Document passage:
Q. How can you explain it that Muller was in a position at
all to exercise such power, and that even during your term
of office - 1943-5 - this state of affairs continued without
your having the possibility to stop the man? Was it known to
you that Muller had these powers? In this connection, will
you tell the Tribunal what the size of Department IV of the
Secret State Police was and how it might be explained that
you weren't informed about those hundreds or even thousands
of orders and instructions?

A. Muller was the chief of the Secret State Police
Department. When he was appointed I don't know, but I assume
that it must have been as early as 1943 or 1944, or at the
very latest 1945. But much earlier, as I know today, he had
the closest contact with Himmler and later with Heydrich. He
originated from the Bavarian County Police, where Himmler
met him. He had his personal confidence for at least twelve
or fifteen years. He participated in and carried out with
him every action which Himmler ordered in pursuance of his
aims as Chief of the German Police. This confidence, I might
say, grew steadily for twelve or fifteen years and remained
unshaken to the very last days of the war. Muller also
remained in Berlin after he had the order to remain with
Himmler. Himmler relied on him as his blind and trusty
instrument.

THE PRESIDENT: Dr. Kauffmann, the question that you have put
to him, or the questions which you put - you put several -
he doesn't seem to be answering. The main question was
whether he knew of these actions of Muller. He is giving us
a long speech now about how much confidence Himmler had in
Muller. He hasn't said anything else yet.

DR. KAUFFMANN: Mr. President, I think that this question
particularly ought to be dealt with at some length, because
what the Gestapo and Muller are being accused of is what
Kaltenbrunner is accused of, as chief of the organisation.

THE PRESIDENT: What I was pointing out to you was that you
had asked him several questions in one, and the main part of
the question was whether he knew that Muller had these
powers and was exercising them.

BY DR. KAUFFMANN:

Q. Answer that question now briefly and clearly.

A. The relationship between Himmler and Muller was so
immediate that there was no cause for him to give me any
reports. I had no knowledge, and Himmler, as early as
December 1942, stated clearly that the chiefs of Departments
IV and V were his immediate subordinates, as had been the
case since Heydrich's death.

Q. Now, it is going to be put to you, that based on certain
statements of witnesses and other evidence it must be
assumed that conferences of department chiefs must have
taken place between you and Muller, and that it appears
improbable that you had no general knowledge of the things
which Muller decreed. Isn't that accusation justified?

A. It appears to be justified, but isn't. What is called a
conference of department chiefs here was a joint lunch which
was not taken every day but let us say three or four times a
week, a joint lunch of adjutants, department chiefs, and any
guests who might have been in Berlin at the time. That
personal atmosphere alone made it quite impossible for
internal or very secret events to have been discussed in
front of all these people.

Q. In 1943 and the following years were you always in
Berlin, or I think I had better say were you mostly resident
in Berlin, or did your work as Chief of the Intelligence
Service make it necessary for you to leave Berlin often?

Entries provided:
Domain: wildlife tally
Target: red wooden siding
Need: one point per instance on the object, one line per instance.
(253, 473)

* * *

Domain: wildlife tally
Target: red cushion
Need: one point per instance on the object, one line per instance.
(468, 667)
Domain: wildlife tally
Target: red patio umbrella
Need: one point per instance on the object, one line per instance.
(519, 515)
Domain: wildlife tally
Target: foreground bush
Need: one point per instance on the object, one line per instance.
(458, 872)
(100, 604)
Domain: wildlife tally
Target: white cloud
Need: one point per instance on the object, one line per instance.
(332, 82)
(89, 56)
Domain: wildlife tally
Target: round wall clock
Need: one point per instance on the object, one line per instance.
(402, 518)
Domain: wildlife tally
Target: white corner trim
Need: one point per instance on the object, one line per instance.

What is asked:
A. Name every person mentioned by name in the trial transcript.
B. Answer these questions from the trial transcript:
(i) What police force did Muller originally come from?
(ii) In what month and year did Himmler state that the chiefs of Departments IV and V were his immediate subordinates?
(iii) How many times a week was the joint lunch taken?

Results of the tasks:
A. Muller, Himmler, Heydrich, Dr. Kauffmann, Kaltenbrunner

B.
(i) The Bavarian County Police
(ii) December 1942
(iii) Three or four times a week